--- start of Listed records ---

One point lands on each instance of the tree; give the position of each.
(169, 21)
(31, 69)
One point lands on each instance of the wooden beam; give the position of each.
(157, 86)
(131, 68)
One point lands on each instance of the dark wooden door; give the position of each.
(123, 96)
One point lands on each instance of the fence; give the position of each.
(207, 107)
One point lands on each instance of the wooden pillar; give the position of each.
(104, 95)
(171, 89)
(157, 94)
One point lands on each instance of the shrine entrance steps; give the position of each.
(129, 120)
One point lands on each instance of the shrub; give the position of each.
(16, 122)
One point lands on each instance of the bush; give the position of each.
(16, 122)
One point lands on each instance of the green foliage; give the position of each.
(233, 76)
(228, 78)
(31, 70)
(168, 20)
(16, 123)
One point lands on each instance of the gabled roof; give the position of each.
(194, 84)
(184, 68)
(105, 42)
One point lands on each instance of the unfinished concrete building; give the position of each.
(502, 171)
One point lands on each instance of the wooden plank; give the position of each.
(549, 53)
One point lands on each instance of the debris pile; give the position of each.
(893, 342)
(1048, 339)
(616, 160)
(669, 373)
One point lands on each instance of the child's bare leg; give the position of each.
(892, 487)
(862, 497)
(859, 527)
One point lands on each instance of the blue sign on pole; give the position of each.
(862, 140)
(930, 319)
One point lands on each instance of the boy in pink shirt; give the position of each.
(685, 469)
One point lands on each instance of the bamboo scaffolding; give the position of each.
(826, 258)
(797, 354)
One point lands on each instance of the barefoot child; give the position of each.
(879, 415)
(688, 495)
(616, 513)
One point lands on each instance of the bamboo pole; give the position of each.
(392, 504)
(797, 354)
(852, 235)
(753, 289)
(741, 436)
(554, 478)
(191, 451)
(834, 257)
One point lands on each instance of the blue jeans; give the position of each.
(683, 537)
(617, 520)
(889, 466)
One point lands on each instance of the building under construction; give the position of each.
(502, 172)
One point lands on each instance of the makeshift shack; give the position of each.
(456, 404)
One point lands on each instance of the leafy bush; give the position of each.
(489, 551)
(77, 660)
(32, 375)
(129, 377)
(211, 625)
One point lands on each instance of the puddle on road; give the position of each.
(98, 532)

--- end of Listed records ---

*Objective:*
With the line containing "One point lands on each instance of the bamboo pole;" as the first and the last line of the records as the final one, print exactly the lines in that span.

*Answer to the problem:*
One point lands on each instance of the bamboo pole; give the position of each.
(392, 504)
(797, 354)
(852, 235)
(753, 289)
(741, 436)
(554, 478)
(191, 451)
(834, 257)
One point lands on each instance of the blue jeans; give the position of each.
(683, 537)
(617, 520)
(889, 466)
One point lands on each instance of the building under construction; give the position of each.
(502, 172)
One point lands on each instance of the makeshift shack; give the position of each.
(456, 404)
One point lands on each instance of the leafy bush; give the position of each.
(489, 551)
(77, 660)
(32, 375)
(129, 377)
(211, 625)
One point lands on each instance of the puddle on road; give the position of each.
(98, 532)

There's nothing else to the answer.